Identify every line in the entries below that contains the string "jersey" and copy each of those lines. Case matters.

[Records held in a dataset]
+++
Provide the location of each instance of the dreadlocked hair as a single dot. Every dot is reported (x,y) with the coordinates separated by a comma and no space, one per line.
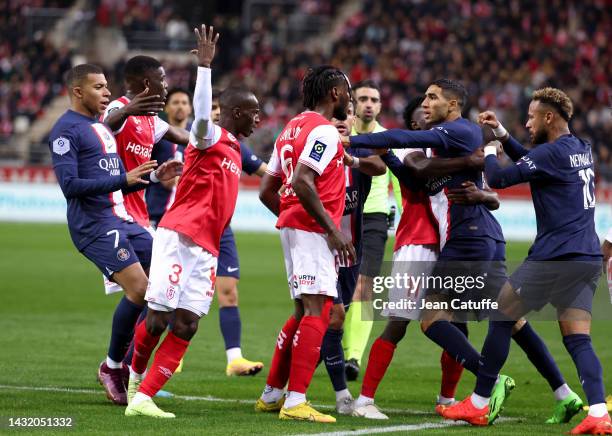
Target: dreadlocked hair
(318,82)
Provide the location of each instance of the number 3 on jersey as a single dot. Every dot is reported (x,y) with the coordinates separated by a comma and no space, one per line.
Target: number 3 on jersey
(175,277)
(588,178)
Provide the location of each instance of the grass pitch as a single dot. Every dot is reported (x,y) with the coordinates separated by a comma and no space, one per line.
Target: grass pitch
(55,323)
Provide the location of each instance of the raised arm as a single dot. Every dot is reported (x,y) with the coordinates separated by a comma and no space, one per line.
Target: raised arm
(203,129)
(396,138)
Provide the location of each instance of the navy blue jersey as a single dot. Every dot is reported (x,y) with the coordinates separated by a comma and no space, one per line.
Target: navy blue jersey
(357,189)
(562,181)
(449,139)
(91,176)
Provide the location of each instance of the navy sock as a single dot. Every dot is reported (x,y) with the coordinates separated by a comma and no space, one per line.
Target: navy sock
(333,356)
(128,356)
(124,320)
(538,354)
(589,369)
(455,343)
(231,326)
(494,354)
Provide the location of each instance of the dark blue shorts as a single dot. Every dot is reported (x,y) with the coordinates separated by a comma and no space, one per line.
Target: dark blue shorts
(347,282)
(119,248)
(564,284)
(227,263)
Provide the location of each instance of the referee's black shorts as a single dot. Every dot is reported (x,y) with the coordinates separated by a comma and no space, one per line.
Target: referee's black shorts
(373,243)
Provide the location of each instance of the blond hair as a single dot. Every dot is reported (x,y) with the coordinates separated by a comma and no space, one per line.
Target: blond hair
(557,99)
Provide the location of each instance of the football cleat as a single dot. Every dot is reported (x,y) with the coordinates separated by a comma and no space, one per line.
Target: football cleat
(592,425)
(262,406)
(369,411)
(466,411)
(345,405)
(112,381)
(147,408)
(242,366)
(499,395)
(351,369)
(304,412)
(565,409)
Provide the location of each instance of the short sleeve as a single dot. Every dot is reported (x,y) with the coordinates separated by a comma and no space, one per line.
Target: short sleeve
(274,166)
(538,163)
(161,127)
(113,106)
(320,148)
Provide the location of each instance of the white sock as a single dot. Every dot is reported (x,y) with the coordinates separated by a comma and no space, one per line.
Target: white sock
(362,400)
(139,398)
(294,399)
(444,401)
(134,375)
(343,394)
(271,395)
(233,353)
(112,364)
(598,410)
(478,401)
(562,392)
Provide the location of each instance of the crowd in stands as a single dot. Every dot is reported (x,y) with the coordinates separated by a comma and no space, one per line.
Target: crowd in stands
(31,69)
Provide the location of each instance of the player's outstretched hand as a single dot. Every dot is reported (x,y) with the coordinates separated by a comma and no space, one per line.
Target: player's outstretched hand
(207,42)
(488,118)
(145,104)
(342,244)
(134,177)
(169,170)
(467,194)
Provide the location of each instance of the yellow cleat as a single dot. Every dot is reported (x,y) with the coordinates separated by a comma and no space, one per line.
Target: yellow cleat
(262,406)
(304,412)
(147,408)
(242,366)
(179,368)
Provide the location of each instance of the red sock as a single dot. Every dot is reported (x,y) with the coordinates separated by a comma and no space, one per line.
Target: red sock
(306,352)
(144,344)
(451,374)
(281,360)
(166,360)
(380,357)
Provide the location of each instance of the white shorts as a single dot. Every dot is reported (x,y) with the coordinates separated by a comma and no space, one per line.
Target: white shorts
(414,261)
(112,287)
(311,266)
(182,274)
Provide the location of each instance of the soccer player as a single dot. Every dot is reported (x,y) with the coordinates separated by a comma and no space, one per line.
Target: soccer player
(560,171)
(359,169)
(228,275)
(417,246)
(159,196)
(186,247)
(137,127)
(92,177)
(473,236)
(376,219)
(307,167)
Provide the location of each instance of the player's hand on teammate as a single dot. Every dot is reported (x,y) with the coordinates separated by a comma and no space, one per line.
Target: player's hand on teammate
(134,177)
(488,118)
(207,41)
(342,244)
(467,194)
(145,104)
(169,170)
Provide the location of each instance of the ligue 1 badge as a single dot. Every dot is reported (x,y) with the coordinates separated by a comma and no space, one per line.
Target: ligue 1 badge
(123,254)
(61,146)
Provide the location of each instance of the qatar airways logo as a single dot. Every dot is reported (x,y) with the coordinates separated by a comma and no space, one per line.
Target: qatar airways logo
(110,164)
(229,164)
(139,150)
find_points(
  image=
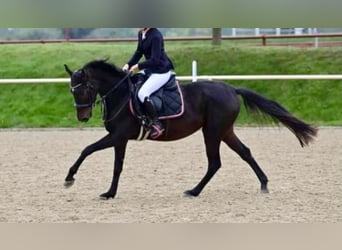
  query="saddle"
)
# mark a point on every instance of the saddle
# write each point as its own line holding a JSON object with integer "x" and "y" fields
{"x": 168, "y": 100}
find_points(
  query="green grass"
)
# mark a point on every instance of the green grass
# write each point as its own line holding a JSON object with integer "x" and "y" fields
{"x": 51, "y": 105}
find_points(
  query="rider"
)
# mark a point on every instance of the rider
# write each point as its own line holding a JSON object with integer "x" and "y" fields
{"x": 157, "y": 66}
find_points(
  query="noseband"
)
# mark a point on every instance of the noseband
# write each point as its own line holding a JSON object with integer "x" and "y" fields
{"x": 90, "y": 103}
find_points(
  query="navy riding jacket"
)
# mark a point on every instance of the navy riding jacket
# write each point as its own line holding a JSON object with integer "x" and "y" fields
{"x": 152, "y": 48}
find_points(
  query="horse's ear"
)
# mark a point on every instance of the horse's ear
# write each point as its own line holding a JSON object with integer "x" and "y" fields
{"x": 68, "y": 70}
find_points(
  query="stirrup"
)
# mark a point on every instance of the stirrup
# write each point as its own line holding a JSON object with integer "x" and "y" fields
{"x": 156, "y": 131}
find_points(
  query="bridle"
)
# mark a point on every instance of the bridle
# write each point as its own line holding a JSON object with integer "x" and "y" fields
{"x": 91, "y": 102}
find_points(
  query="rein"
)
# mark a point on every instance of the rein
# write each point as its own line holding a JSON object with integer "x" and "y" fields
{"x": 104, "y": 103}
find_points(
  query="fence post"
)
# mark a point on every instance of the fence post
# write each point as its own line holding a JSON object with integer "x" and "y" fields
{"x": 263, "y": 40}
{"x": 194, "y": 71}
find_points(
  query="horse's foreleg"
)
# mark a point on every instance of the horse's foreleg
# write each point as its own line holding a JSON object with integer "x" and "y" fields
{"x": 235, "y": 144}
{"x": 103, "y": 143}
{"x": 119, "y": 152}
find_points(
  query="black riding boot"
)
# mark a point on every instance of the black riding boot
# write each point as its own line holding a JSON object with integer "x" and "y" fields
{"x": 152, "y": 113}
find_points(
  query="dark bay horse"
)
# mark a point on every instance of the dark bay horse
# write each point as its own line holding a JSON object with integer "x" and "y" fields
{"x": 212, "y": 106}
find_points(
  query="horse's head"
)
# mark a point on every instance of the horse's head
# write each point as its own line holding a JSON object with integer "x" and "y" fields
{"x": 84, "y": 91}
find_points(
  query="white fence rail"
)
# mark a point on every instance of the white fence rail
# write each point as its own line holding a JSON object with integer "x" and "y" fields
{"x": 190, "y": 78}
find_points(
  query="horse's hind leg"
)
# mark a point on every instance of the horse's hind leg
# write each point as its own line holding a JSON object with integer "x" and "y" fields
{"x": 235, "y": 144}
{"x": 214, "y": 163}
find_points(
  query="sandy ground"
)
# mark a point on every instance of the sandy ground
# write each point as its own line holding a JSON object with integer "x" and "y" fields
{"x": 305, "y": 183}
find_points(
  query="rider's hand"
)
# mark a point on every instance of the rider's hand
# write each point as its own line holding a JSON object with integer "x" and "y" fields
{"x": 125, "y": 67}
{"x": 135, "y": 67}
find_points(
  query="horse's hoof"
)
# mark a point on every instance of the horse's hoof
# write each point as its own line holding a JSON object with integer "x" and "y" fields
{"x": 106, "y": 196}
{"x": 190, "y": 193}
{"x": 68, "y": 184}
{"x": 264, "y": 191}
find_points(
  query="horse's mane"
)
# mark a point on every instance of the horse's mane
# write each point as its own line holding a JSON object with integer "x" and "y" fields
{"x": 104, "y": 65}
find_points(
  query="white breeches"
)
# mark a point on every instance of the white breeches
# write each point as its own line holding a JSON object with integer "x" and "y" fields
{"x": 152, "y": 84}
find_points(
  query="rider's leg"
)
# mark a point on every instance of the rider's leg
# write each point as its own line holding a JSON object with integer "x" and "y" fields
{"x": 152, "y": 84}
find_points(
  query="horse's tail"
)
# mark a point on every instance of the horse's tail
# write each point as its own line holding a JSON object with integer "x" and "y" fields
{"x": 256, "y": 103}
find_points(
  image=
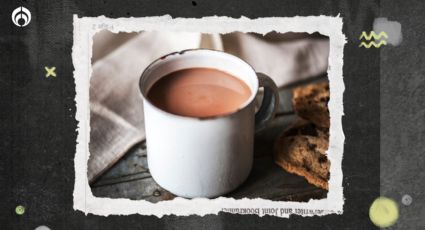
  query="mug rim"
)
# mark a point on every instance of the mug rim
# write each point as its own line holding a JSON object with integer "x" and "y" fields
{"x": 157, "y": 60}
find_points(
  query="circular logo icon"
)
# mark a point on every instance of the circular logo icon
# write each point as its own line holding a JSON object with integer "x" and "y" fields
{"x": 21, "y": 16}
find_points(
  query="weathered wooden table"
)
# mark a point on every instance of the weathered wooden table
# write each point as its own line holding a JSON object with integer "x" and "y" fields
{"x": 130, "y": 177}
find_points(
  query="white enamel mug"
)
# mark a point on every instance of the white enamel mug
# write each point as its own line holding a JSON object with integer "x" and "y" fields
{"x": 204, "y": 157}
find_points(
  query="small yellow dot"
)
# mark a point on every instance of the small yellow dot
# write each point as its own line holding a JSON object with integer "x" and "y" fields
{"x": 383, "y": 212}
{"x": 20, "y": 210}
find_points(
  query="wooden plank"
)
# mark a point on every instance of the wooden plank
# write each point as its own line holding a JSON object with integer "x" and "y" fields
{"x": 130, "y": 177}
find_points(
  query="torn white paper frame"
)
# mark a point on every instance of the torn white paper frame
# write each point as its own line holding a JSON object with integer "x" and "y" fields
{"x": 84, "y": 30}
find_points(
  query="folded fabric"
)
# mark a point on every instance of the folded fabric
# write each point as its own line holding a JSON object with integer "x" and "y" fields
{"x": 116, "y": 113}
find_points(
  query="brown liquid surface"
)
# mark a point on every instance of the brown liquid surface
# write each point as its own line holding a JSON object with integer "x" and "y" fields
{"x": 199, "y": 92}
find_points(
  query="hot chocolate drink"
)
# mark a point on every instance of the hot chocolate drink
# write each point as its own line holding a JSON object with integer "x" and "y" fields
{"x": 199, "y": 92}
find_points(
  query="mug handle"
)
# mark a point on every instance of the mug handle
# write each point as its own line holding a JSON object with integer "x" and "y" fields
{"x": 269, "y": 104}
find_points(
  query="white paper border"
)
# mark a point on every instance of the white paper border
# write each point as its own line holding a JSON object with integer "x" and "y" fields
{"x": 86, "y": 27}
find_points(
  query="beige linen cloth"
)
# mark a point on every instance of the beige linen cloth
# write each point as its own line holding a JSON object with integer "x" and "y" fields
{"x": 116, "y": 113}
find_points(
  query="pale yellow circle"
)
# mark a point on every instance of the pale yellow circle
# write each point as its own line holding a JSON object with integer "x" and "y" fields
{"x": 383, "y": 212}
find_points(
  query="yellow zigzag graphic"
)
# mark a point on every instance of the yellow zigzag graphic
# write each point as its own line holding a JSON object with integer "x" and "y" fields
{"x": 372, "y": 34}
{"x": 372, "y": 43}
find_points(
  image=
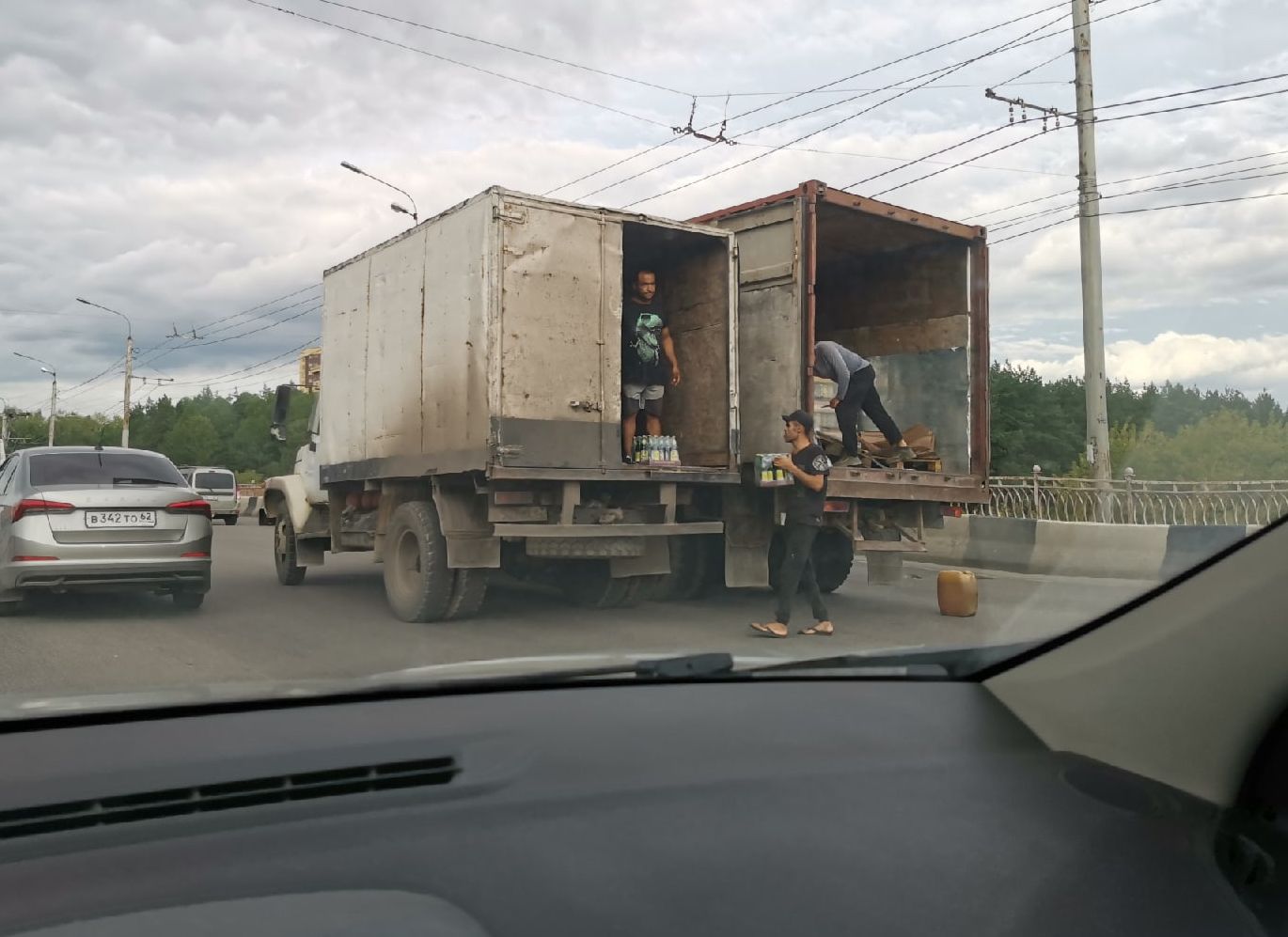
+++
Answer to this task =>
Provide the location of each instance of the number 3 on jersey as a single dot. Every dot is reported (x,y) with the coordinates separated by a comma and no space, one per line.
Target: number 3 on jersey
Provide the location of each instance of the navy blue jersey as a single dot. Every dot is reported (x,y) with the coordinates separated by a comma and no space, one per line.
Target: navy blue jersey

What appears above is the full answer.